* Natural-language object grounding data:

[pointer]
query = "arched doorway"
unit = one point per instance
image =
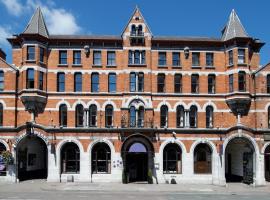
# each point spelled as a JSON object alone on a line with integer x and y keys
{"x": 267, "y": 163}
{"x": 202, "y": 159}
{"x": 137, "y": 153}
{"x": 239, "y": 161}
{"x": 32, "y": 158}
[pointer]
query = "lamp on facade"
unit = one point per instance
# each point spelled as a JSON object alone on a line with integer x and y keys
{"x": 186, "y": 52}
{"x": 87, "y": 50}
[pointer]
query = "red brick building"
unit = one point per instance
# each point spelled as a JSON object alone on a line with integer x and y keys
{"x": 135, "y": 107}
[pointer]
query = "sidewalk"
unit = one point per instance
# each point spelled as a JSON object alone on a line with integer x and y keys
{"x": 137, "y": 187}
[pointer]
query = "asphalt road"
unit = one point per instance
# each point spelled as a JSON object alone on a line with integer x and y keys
{"x": 39, "y": 191}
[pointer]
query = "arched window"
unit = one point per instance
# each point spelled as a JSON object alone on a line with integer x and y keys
{"x": 133, "y": 30}
{"x": 242, "y": 81}
{"x": 77, "y": 82}
{"x": 95, "y": 82}
{"x": 268, "y": 117}
{"x": 92, "y": 115}
{"x": 209, "y": 117}
{"x": 202, "y": 159}
{"x": 109, "y": 116}
{"x": 2, "y": 80}
{"x": 70, "y": 158}
{"x": 172, "y": 159}
{"x": 101, "y": 158}
{"x": 180, "y": 117}
{"x": 2, "y": 163}
{"x": 79, "y": 115}
{"x": 63, "y": 115}
{"x": 193, "y": 117}
{"x": 140, "y": 30}
{"x": 132, "y": 116}
{"x": 163, "y": 116}
{"x": 30, "y": 79}
{"x": 141, "y": 117}
{"x": 1, "y": 114}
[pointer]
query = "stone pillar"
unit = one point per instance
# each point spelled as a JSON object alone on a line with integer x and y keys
{"x": 85, "y": 175}
{"x": 260, "y": 174}
{"x": 53, "y": 166}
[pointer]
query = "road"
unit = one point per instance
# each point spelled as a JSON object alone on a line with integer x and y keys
{"x": 37, "y": 190}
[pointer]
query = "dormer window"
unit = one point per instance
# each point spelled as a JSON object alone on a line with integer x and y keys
{"x": 136, "y": 57}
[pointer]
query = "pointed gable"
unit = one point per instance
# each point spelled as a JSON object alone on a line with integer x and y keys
{"x": 234, "y": 28}
{"x": 137, "y": 18}
{"x": 37, "y": 25}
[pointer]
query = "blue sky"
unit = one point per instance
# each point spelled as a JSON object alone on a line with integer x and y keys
{"x": 165, "y": 17}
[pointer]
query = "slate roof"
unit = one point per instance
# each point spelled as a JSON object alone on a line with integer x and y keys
{"x": 37, "y": 25}
{"x": 234, "y": 28}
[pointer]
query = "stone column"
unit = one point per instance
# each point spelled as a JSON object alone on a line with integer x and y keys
{"x": 53, "y": 166}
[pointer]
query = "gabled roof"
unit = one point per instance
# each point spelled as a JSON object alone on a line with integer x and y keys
{"x": 37, "y": 25}
{"x": 134, "y": 13}
{"x": 234, "y": 28}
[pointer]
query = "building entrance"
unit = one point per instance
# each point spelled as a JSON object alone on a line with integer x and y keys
{"x": 137, "y": 154}
{"x": 240, "y": 161}
{"x": 31, "y": 158}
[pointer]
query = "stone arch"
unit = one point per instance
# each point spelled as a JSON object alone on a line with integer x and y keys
{"x": 93, "y": 102}
{"x": 109, "y": 102}
{"x": 209, "y": 103}
{"x": 162, "y": 104}
{"x": 5, "y": 144}
{"x": 61, "y": 103}
{"x": 180, "y": 103}
{"x": 77, "y": 103}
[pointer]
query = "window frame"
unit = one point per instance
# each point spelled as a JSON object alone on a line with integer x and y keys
{"x": 161, "y": 83}
{"x": 31, "y": 55}
{"x": 78, "y": 82}
{"x": 162, "y": 58}
{"x": 63, "y": 57}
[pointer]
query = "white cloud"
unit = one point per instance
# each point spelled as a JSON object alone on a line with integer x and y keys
{"x": 14, "y": 7}
{"x": 4, "y": 34}
{"x": 58, "y": 20}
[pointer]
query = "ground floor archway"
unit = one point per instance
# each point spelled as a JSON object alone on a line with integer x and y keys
{"x": 267, "y": 163}
{"x": 239, "y": 161}
{"x": 32, "y": 158}
{"x": 137, "y": 153}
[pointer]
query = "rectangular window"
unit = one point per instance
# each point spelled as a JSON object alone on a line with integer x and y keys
{"x": 231, "y": 83}
{"x": 63, "y": 57}
{"x": 268, "y": 83}
{"x": 209, "y": 59}
{"x": 132, "y": 82}
{"x": 97, "y": 58}
{"x": 41, "y": 54}
{"x": 61, "y": 82}
{"x": 140, "y": 82}
{"x": 195, "y": 59}
{"x": 241, "y": 56}
{"x": 40, "y": 81}
{"x": 162, "y": 59}
{"x": 112, "y": 82}
{"x": 194, "y": 84}
{"x": 176, "y": 59}
{"x": 2, "y": 78}
{"x": 161, "y": 83}
{"x": 76, "y": 57}
{"x": 211, "y": 84}
{"x": 178, "y": 83}
{"x": 242, "y": 81}
{"x": 111, "y": 58}
{"x": 30, "y": 84}
{"x": 30, "y": 52}
{"x": 95, "y": 82}
{"x": 77, "y": 82}
{"x": 231, "y": 57}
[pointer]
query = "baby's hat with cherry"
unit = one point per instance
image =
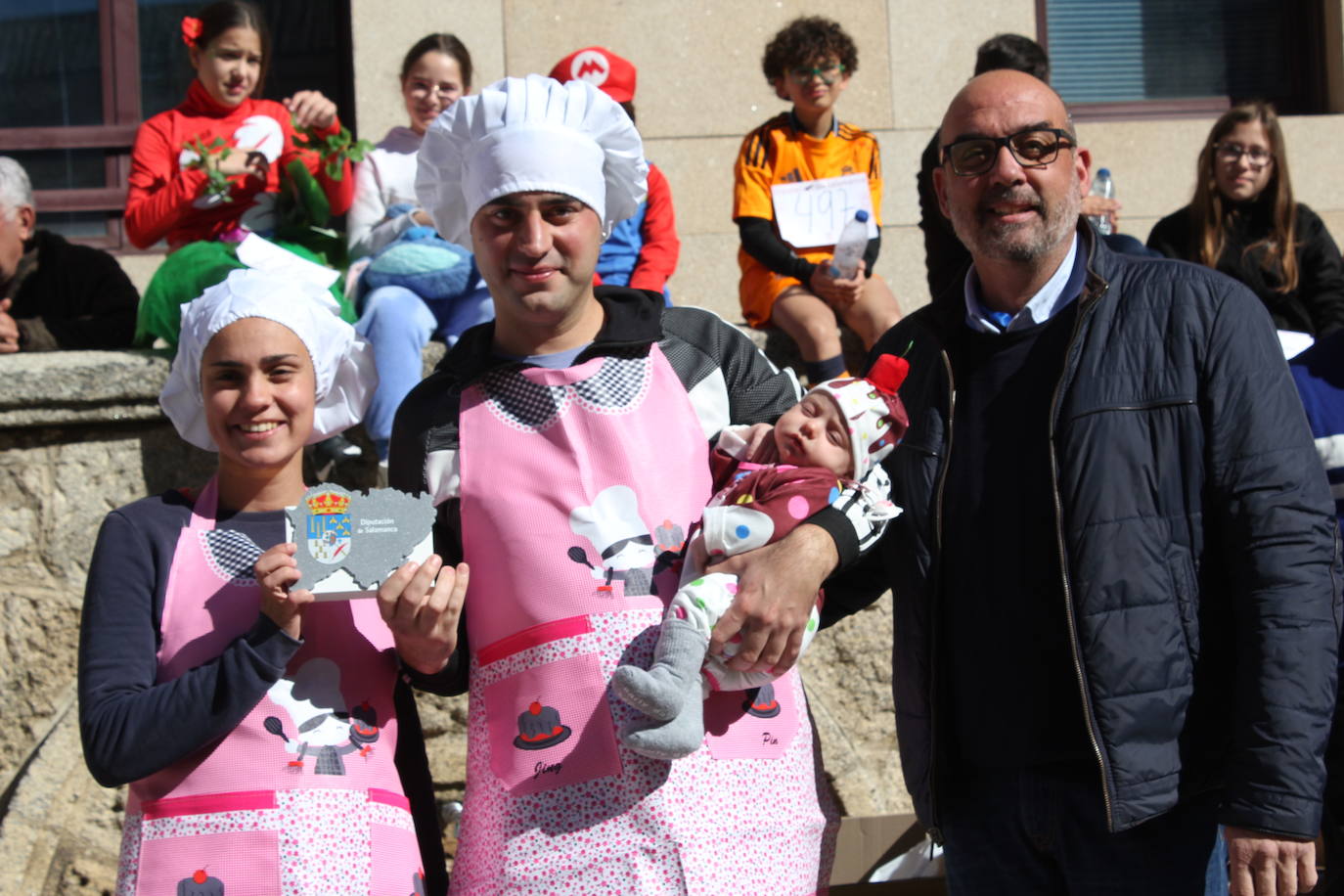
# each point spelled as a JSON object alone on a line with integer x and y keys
{"x": 873, "y": 410}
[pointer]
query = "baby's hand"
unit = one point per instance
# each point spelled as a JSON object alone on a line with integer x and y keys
{"x": 761, "y": 446}
{"x": 276, "y": 572}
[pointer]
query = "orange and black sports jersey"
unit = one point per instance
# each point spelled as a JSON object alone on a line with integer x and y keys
{"x": 779, "y": 154}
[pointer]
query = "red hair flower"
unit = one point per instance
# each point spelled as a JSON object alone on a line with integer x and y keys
{"x": 190, "y": 29}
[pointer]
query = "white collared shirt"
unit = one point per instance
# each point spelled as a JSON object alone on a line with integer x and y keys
{"x": 1039, "y": 308}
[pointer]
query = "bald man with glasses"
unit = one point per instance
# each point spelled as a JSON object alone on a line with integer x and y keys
{"x": 1116, "y": 579}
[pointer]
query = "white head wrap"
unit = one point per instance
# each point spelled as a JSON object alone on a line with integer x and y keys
{"x": 531, "y": 135}
{"x": 343, "y": 362}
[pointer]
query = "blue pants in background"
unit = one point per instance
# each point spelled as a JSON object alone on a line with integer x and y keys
{"x": 398, "y": 324}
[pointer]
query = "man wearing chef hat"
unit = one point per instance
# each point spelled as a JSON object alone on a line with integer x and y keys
{"x": 523, "y": 435}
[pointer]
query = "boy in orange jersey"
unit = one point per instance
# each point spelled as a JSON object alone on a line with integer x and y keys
{"x": 793, "y": 287}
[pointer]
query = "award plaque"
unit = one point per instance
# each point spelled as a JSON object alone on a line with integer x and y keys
{"x": 349, "y": 542}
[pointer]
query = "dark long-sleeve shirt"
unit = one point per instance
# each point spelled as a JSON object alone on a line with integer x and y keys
{"x": 77, "y": 298}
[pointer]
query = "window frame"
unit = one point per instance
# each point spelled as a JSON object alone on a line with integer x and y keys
{"x": 118, "y": 45}
{"x": 1316, "y": 97}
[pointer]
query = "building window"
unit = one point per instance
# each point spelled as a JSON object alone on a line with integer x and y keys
{"x": 82, "y": 74}
{"x": 1114, "y": 58}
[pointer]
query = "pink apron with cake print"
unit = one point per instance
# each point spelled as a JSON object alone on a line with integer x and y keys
{"x": 302, "y": 795}
{"x": 574, "y": 482}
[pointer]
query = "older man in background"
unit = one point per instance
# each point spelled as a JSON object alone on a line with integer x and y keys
{"x": 53, "y": 293}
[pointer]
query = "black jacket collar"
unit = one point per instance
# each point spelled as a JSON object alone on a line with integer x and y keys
{"x": 633, "y": 319}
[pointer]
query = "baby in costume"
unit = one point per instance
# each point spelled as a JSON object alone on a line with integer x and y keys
{"x": 837, "y": 432}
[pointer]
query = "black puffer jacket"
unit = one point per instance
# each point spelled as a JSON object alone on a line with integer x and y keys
{"x": 1197, "y": 531}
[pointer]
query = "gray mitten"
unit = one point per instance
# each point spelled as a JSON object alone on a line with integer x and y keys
{"x": 679, "y": 737}
{"x": 674, "y": 680}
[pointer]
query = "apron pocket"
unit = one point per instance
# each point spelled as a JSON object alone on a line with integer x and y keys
{"x": 397, "y": 860}
{"x": 550, "y": 726}
{"x": 210, "y": 864}
{"x": 753, "y": 724}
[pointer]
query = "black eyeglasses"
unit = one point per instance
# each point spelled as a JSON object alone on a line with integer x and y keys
{"x": 1257, "y": 156}
{"x": 1032, "y": 148}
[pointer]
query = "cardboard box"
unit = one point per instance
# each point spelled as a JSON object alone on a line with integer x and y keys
{"x": 863, "y": 844}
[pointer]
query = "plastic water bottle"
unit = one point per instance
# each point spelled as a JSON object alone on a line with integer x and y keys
{"x": 1103, "y": 187}
{"x": 850, "y": 247}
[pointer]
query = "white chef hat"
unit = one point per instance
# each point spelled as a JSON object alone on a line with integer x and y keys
{"x": 343, "y": 362}
{"x": 530, "y": 135}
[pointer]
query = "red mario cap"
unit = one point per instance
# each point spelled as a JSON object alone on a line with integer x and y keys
{"x": 603, "y": 68}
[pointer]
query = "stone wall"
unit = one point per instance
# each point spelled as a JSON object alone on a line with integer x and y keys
{"x": 79, "y": 434}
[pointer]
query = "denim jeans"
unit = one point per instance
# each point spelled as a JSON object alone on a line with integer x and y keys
{"x": 398, "y": 324}
{"x": 1043, "y": 830}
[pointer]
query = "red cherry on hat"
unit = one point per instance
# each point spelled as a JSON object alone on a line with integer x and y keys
{"x": 888, "y": 373}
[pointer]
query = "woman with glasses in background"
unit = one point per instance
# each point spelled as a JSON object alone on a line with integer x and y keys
{"x": 1245, "y": 223}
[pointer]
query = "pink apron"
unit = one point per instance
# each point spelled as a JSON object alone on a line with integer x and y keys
{"x": 302, "y": 795}
{"x": 611, "y": 469}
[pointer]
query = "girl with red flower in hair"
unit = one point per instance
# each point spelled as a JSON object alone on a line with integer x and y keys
{"x": 172, "y": 194}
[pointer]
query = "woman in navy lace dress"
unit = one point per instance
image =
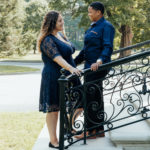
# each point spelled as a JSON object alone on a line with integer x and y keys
{"x": 56, "y": 53}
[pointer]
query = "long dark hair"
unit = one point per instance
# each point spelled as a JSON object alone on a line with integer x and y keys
{"x": 48, "y": 25}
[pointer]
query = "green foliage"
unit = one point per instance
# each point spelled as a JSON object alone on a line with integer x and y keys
{"x": 9, "y": 19}
{"x": 20, "y": 22}
{"x": 35, "y": 11}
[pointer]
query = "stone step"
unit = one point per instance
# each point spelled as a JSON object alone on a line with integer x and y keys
{"x": 92, "y": 144}
{"x": 135, "y": 136}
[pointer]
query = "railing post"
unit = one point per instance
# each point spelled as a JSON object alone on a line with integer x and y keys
{"x": 62, "y": 84}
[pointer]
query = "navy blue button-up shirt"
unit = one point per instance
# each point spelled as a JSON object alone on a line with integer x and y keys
{"x": 98, "y": 43}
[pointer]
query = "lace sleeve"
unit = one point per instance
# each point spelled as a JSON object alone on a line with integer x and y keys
{"x": 50, "y": 48}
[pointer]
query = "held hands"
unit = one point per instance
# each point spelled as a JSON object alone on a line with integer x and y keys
{"x": 75, "y": 71}
{"x": 95, "y": 66}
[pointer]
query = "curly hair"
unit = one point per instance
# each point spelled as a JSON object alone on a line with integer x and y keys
{"x": 48, "y": 25}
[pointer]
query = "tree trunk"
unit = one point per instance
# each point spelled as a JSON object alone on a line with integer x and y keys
{"x": 126, "y": 39}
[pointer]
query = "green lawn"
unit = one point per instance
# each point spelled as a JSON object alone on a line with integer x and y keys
{"x": 19, "y": 131}
{"x": 16, "y": 69}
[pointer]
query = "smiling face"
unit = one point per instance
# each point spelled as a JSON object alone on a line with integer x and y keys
{"x": 93, "y": 14}
{"x": 59, "y": 23}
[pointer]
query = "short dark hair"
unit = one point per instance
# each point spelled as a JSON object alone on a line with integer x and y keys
{"x": 98, "y": 6}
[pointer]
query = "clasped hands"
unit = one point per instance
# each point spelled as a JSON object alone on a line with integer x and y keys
{"x": 94, "y": 66}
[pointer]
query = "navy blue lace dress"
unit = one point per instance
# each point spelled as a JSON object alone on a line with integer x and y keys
{"x": 52, "y": 47}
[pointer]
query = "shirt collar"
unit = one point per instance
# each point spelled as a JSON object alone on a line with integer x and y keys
{"x": 98, "y": 22}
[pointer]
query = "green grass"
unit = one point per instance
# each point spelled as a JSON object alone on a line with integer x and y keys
{"x": 19, "y": 131}
{"x": 16, "y": 69}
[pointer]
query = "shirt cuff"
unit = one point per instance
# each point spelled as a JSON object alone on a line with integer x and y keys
{"x": 100, "y": 59}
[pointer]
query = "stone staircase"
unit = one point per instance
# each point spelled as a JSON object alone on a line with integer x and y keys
{"x": 132, "y": 137}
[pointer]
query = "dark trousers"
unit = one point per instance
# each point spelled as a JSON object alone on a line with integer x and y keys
{"x": 94, "y": 97}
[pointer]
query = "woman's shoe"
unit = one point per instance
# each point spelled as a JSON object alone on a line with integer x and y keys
{"x": 82, "y": 136}
{"x": 52, "y": 146}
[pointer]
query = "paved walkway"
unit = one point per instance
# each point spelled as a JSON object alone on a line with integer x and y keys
{"x": 19, "y": 93}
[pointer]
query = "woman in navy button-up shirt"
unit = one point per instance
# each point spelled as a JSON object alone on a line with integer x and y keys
{"x": 98, "y": 47}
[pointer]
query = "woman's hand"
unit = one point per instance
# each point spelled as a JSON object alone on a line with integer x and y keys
{"x": 75, "y": 71}
{"x": 95, "y": 66}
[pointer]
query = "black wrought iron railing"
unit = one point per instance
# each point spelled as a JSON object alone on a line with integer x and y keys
{"x": 124, "y": 93}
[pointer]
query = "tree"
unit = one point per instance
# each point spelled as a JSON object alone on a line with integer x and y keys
{"x": 9, "y": 23}
{"x": 35, "y": 11}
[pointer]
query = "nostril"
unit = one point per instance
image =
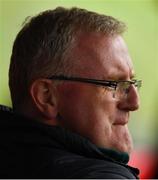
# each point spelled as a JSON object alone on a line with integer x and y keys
{"x": 131, "y": 102}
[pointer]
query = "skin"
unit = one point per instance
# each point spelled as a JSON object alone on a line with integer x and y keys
{"x": 91, "y": 110}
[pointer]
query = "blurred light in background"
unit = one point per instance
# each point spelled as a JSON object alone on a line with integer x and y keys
{"x": 141, "y": 16}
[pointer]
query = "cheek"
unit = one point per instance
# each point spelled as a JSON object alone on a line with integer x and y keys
{"x": 72, "y": 105}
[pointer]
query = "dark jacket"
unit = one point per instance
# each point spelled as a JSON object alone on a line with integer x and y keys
{"x": 30, "y": 149}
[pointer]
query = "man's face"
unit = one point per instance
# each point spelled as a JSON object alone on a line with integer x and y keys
{"x": 91, "y": 110}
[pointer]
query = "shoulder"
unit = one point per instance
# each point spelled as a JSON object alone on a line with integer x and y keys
{"x": 80, "y": 167}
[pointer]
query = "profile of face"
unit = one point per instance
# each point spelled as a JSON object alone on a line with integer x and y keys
{"x": 90, "y": 110}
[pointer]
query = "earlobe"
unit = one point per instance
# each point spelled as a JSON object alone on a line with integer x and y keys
{"x": 44, "y": 97}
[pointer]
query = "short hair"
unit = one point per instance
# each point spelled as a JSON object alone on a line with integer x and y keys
{"x": 41, "y": 48}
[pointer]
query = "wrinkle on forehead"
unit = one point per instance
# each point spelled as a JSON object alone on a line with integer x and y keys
{"x": 101, "y": 57}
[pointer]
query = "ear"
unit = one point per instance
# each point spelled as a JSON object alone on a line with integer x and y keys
{"x": 44, "y": 97}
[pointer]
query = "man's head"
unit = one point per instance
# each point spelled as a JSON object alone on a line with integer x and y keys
{"x": 75, "y": 43}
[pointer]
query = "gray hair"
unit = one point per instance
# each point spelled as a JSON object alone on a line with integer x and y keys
{"x": 42, "y": 47}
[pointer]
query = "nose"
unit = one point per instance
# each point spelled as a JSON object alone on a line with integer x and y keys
{"x": 131, "y": 102}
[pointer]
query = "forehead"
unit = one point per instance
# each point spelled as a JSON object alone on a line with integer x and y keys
{"x": 99, "y": 56}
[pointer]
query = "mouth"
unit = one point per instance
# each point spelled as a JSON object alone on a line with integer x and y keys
{"x": 121, "y": 123}
{"x": 122, "y": 120}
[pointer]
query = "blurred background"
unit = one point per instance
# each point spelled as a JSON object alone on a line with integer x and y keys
{"x": 141, "y": 17}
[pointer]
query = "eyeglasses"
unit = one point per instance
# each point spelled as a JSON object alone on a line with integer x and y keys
{"x": 120, "y": 88}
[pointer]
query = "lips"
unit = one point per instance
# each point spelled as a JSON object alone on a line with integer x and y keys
{"x": 122, "y": 120}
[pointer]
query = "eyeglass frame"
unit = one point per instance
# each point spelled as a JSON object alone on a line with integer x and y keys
{"x": 105, "y": 83}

* EXERCISE REQUIREMENTS: Check every line of the data above for the string "hands", and copy those that have it.

* WRITTEN SOLUTION:
query = "held hands"
query = "clasped hands"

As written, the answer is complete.